In your answer, copy every entry that follows exactly.

*Data for review:*
────────────────────

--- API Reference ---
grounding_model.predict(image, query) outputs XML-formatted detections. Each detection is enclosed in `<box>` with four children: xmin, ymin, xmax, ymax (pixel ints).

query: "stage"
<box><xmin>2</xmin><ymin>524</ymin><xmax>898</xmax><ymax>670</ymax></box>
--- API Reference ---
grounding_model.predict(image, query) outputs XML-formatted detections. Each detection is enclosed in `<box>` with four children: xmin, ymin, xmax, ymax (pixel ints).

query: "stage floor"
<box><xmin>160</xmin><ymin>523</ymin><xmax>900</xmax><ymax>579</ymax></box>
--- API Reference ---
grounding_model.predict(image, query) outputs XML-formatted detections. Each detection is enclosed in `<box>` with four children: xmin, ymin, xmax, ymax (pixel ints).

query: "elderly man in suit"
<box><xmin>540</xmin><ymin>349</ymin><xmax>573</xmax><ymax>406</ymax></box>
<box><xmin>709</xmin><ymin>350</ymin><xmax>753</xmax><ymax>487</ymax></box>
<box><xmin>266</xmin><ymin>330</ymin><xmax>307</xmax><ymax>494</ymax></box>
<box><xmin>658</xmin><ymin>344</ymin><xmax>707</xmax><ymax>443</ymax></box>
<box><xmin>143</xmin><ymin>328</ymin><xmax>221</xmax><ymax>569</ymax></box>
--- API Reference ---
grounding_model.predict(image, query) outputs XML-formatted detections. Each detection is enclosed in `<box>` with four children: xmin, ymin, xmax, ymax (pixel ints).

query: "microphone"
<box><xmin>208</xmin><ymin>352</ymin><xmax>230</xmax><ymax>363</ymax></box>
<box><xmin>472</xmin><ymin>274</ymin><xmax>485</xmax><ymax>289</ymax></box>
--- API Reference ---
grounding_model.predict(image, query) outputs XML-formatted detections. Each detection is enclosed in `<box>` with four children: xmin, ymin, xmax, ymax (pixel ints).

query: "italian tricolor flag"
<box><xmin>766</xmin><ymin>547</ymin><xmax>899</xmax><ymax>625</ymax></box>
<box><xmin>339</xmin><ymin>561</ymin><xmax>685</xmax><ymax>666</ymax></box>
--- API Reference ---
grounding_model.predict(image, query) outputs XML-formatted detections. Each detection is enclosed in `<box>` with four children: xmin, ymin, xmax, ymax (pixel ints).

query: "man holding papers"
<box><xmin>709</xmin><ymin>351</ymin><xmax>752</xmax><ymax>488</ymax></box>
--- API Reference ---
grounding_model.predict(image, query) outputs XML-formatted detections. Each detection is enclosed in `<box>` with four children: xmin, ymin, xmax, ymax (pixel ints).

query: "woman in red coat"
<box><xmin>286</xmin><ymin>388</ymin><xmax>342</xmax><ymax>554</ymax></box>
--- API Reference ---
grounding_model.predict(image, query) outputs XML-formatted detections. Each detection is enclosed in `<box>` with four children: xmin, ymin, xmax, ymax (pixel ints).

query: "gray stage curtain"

────────────────────

*Solution for this task:*
--- API Reference ---
grounding_model.predict(image, query) outputs XML-formatted detections. Each detection is enclosed in `<box>` with four children: xmin, ymin, xmax, ymax (pixel ints).

query: "stage"
<box><xmin>2</xmin><ymin>524</ymin><xmax>898</xmax><ymax>670</ymax></box>
--- API Reference ---
grounding_model.predict(image, query) outputs XML-formatted detections. Each detection is enclosed in `<box>` with four children: xmin, ymin, xmax, ymax (pixel ints).

query: "stage floor"
<box><xmin>160</xmin><ymin>523</ymin><xmax>900</xmax><ymax>579</ymax></box>
--- API Reference ---
grounding_model.predict(image, query) outputs XML-formatted detections. Each detection is enclosed in `<box>` with four children: xmin, ymin, xmax, ymax (pixel ints).

query: "elderly man in suit"
<box><xmin>540</xmin><ymin>349</ymin><xmax>573</xmax><ymax>406</ymax></box>
<box><xmin>709</xmin><ymin>350</ymin><xmax>753</xmax><ymax>487</ymax></box>
<box><xmin>266</xmin><ymin>330</ymin><xmax>307</xmax><ymax>494</ymax></box>
<box><xmin>658</xmin><ymin>344</ymin><xmax>707</xmax><ymax>443</ymax></box>
<box><xmin>143</xmin><ymin>328</ymin><xmax>221</xmax><ymax>569</ymax></box>
--- API Reference ---
grounding_model.predict(image, query) outputs XML-formatted detections. Each detection is enclosed in `<box>` with four children: xmin, ymin, xmax, ymax (pixel ints).

query: "microphone"
<box><xmin>208</xmin><ymin>352</ymin><xmax>230</xmax><ymax>363</ymax></box>
<box><xmin>472</xmin><ymin>274</ymin><xmax>485</xmax><ymax>289</ymax></box>
--- API Reference ---
grounding_model.predict(image, query) outputs XML-formatted detections. Each detection is enclosed in `<box>` with four children: xmin, ymin, xmax, ymax (pixel ints).

query: "italian tricolor flag"
<box><xmin>766</xmin><ymin>547</ymin><xmax>899</xmax><ymax>625</ymax></box>
<box><xmin>339</xmin><ymin>561</ymin><xmax>685</xmax><ymax>666</ymax></box>
--- API Reference ---
grounding_model.predict(image, query) outputs XML-formatted detections. Each detection is enclosed in `<box>` with four children: xmin, ymin, xmax, ymax (pixel ints).

query: "man holding papers"
<box><xmin>709</xmin><ymin>351</ymin><xmax>752</xmax><ymax>488</ymax></box>
--- API Reference ---
grounding_model.predict(image, query) outputs XML-formatted detections. Each detection is enclosed in `<box>` with four children: xmin, ymin, xmax, ymax (pixel ints).

query: "woman in red coat"
<box><xmin>286</xmin><ymin>388</ymin><xmax>342</xmax><ymax>554</ymax></box>
--- API Reference ---
grounding_model.predict(image, query) outputs XML-formatted detections. Each detection is enclosed in `<box>` with four children: xmin, ymin, xmax, ymax (pixel ints).

query: "gray stage curtain"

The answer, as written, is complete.